→ GIVEN INSTRUCTION:
Gather every line in the items below that contains the string "shaped", and copy each of those lines in full. Case counts when matching.

Raw records:
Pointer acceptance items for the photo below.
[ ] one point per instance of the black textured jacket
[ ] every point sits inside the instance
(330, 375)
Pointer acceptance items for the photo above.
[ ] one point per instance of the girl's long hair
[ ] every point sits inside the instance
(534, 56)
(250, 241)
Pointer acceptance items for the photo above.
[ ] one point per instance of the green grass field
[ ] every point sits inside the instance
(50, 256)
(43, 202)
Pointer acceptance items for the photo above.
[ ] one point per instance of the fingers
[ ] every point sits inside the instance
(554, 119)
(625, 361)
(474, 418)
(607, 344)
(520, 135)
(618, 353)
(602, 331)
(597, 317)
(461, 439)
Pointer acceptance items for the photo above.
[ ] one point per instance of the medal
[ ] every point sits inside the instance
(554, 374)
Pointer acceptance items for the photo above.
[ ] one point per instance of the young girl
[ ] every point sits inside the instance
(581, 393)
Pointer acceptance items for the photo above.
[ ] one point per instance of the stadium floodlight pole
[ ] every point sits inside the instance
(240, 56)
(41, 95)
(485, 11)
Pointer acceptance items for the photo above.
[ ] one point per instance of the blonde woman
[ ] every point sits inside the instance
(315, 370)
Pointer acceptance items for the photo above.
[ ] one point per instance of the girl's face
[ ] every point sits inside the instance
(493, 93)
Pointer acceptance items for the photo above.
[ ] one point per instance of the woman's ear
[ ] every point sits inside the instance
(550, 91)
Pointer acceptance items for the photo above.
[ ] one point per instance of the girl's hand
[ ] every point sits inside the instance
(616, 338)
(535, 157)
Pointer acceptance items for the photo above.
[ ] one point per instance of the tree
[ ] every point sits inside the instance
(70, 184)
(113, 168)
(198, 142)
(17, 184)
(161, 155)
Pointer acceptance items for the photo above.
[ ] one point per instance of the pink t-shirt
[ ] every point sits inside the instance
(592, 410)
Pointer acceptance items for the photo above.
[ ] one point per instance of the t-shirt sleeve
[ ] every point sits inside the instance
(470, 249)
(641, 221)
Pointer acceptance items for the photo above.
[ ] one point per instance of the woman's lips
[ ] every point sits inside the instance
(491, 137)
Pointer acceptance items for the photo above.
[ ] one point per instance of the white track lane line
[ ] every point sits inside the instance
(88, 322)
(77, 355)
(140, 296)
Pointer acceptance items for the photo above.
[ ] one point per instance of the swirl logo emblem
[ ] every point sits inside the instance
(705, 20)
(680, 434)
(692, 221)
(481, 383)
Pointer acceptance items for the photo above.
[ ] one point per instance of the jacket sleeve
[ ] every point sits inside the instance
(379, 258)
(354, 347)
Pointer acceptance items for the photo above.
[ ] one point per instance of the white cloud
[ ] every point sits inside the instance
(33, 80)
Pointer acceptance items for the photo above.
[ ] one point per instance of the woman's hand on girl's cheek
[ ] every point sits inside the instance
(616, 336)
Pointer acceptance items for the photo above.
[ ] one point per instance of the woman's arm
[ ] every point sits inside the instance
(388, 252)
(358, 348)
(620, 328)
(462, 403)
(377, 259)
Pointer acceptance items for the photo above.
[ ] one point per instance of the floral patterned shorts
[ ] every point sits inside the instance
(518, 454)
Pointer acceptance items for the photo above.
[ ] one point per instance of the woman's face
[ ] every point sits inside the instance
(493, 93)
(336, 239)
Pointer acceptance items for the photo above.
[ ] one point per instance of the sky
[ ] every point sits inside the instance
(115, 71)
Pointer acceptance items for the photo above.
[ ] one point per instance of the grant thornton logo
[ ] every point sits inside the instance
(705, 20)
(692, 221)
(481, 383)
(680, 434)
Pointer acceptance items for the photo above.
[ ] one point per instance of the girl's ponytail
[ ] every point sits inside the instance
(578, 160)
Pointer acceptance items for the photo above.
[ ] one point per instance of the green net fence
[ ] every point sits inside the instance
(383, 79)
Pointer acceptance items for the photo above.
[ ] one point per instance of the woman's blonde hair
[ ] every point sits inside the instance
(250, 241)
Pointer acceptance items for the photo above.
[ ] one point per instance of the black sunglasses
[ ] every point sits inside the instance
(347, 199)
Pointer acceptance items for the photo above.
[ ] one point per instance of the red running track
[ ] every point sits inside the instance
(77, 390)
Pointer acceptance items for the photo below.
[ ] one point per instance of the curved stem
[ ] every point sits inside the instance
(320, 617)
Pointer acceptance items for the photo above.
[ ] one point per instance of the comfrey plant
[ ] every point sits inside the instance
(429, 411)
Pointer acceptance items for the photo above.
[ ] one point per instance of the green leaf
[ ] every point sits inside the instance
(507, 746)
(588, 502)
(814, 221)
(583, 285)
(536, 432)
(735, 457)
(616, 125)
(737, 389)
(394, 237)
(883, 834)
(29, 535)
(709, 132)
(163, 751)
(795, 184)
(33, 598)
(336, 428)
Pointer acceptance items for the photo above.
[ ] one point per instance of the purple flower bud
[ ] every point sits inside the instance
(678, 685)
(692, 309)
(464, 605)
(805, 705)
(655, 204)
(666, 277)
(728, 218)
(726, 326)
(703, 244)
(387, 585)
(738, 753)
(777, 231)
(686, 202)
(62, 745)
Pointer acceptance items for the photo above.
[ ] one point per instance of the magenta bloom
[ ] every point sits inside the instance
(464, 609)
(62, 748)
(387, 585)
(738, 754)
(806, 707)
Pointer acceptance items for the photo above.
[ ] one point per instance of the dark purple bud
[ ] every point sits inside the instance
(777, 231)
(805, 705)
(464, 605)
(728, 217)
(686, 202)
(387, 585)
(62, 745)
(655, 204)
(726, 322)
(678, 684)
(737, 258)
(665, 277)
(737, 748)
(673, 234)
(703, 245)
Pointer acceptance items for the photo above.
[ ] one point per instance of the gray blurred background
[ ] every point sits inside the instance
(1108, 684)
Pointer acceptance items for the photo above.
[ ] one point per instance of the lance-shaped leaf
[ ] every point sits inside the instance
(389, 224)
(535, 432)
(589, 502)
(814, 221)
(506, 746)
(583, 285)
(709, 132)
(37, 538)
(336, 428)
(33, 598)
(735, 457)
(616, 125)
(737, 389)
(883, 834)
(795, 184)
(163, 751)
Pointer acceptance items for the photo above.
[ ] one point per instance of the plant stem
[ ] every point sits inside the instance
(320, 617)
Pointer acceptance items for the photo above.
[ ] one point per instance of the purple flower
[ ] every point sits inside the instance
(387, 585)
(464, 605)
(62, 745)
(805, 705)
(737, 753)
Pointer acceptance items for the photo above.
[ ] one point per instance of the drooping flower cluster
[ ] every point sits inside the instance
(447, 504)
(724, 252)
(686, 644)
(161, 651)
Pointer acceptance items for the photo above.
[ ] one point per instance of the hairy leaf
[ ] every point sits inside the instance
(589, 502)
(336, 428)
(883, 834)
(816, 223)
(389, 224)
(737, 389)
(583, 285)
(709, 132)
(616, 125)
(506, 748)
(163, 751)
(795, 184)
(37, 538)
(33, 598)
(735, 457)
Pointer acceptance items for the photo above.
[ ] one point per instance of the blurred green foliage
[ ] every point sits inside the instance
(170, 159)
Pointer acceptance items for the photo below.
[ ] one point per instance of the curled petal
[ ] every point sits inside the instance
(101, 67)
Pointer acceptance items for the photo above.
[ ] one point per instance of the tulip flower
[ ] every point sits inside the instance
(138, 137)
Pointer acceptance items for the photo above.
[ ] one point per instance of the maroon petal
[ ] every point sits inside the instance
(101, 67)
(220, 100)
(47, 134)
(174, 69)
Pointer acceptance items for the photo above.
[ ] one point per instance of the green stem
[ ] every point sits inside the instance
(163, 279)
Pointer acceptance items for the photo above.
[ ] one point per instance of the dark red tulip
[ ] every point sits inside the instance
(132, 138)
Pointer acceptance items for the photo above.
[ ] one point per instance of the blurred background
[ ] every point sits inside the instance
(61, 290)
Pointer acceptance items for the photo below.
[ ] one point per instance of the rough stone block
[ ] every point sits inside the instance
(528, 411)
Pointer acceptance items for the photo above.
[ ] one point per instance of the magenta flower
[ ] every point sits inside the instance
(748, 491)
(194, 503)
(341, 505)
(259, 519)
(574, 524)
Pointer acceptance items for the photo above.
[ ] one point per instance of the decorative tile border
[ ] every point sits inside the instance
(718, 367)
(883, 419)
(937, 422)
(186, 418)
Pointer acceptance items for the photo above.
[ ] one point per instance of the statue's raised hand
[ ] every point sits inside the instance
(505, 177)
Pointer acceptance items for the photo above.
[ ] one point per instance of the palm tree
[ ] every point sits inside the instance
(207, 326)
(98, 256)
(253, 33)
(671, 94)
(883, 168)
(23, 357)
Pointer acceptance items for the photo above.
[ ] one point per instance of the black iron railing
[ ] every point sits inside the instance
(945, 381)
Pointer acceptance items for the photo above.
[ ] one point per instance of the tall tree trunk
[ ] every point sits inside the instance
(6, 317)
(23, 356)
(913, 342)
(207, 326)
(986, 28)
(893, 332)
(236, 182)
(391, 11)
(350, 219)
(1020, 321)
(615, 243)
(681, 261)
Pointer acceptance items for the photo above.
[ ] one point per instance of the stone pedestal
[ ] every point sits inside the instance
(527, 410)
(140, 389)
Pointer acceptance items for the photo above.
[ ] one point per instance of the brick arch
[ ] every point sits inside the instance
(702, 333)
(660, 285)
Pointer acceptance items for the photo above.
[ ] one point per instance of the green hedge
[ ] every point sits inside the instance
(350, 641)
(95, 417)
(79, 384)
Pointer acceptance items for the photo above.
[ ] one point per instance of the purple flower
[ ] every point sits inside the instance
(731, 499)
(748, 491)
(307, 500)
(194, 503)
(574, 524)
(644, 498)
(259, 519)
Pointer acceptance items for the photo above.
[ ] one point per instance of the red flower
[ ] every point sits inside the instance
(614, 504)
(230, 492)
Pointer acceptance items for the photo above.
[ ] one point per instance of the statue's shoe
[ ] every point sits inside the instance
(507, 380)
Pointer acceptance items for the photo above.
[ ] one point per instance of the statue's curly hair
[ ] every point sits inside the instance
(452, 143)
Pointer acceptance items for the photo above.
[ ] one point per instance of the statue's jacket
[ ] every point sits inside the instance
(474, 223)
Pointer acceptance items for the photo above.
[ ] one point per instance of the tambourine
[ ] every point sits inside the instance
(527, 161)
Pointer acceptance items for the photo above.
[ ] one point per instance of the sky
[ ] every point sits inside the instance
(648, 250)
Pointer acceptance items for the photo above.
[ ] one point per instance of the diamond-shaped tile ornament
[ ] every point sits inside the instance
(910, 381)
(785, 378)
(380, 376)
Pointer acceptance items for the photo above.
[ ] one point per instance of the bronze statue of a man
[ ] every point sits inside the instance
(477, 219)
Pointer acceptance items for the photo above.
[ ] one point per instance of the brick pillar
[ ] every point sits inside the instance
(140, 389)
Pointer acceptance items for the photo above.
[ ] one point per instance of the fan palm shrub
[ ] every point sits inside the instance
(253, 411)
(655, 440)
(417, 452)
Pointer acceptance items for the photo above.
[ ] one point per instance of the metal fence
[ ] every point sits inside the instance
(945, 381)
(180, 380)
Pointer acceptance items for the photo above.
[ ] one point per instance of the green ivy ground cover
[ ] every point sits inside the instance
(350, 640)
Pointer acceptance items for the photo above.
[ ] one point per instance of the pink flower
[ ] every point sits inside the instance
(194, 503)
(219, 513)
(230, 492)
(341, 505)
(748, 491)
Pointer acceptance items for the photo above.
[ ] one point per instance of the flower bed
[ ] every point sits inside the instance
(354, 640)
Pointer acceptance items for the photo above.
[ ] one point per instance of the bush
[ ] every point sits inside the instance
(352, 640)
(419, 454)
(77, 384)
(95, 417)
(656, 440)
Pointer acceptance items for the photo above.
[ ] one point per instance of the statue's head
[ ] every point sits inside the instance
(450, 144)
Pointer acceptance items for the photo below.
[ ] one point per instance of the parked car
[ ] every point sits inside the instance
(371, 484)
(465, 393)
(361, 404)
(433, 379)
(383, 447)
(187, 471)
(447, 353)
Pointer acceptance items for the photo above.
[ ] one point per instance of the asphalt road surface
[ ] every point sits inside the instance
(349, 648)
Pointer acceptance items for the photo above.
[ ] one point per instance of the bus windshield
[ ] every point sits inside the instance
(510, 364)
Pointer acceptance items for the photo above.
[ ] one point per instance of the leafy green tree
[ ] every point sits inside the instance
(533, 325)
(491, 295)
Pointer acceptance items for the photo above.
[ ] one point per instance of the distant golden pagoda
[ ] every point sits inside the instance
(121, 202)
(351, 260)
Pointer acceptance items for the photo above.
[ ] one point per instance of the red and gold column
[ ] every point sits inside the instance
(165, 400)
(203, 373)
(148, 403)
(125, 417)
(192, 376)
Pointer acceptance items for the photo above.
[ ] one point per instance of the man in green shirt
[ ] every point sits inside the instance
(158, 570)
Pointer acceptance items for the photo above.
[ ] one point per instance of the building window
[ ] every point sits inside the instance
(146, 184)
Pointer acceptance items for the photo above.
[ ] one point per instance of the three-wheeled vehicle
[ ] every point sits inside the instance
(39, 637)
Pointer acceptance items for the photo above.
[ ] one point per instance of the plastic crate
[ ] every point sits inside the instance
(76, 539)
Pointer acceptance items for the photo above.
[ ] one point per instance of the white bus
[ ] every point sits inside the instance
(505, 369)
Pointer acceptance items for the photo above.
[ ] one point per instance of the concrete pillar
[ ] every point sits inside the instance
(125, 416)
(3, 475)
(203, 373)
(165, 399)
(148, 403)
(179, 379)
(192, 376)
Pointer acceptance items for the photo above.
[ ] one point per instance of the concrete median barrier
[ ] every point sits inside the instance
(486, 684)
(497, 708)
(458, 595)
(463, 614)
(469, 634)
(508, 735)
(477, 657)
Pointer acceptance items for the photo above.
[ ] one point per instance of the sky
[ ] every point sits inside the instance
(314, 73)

→ TASK RESPONSE:
[ ] one point per instance of the lance-shaped leaf
[ ] one point per instance of the diamond-shaped tile ornament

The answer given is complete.